Recorded data
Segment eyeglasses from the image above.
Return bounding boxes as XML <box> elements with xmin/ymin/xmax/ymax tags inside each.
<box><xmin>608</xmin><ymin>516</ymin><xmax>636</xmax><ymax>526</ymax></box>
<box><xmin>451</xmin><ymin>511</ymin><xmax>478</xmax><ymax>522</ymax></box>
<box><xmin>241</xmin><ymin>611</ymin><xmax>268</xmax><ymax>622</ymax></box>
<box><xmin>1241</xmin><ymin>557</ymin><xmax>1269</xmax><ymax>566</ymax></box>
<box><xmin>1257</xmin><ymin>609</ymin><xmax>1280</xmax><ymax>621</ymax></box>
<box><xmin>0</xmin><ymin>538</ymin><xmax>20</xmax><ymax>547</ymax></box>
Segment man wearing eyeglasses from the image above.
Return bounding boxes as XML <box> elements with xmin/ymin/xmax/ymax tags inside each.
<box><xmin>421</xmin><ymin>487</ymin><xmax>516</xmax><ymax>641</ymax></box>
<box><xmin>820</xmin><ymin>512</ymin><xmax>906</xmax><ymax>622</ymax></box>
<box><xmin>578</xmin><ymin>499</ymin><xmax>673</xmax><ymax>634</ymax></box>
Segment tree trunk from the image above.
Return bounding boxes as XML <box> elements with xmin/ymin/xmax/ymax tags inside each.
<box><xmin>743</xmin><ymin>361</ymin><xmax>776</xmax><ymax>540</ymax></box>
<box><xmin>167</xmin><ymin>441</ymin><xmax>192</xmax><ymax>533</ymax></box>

**Task directions**
Say how many lines above hold the word "eyeglasses", giving only the count.

**Answer section**
2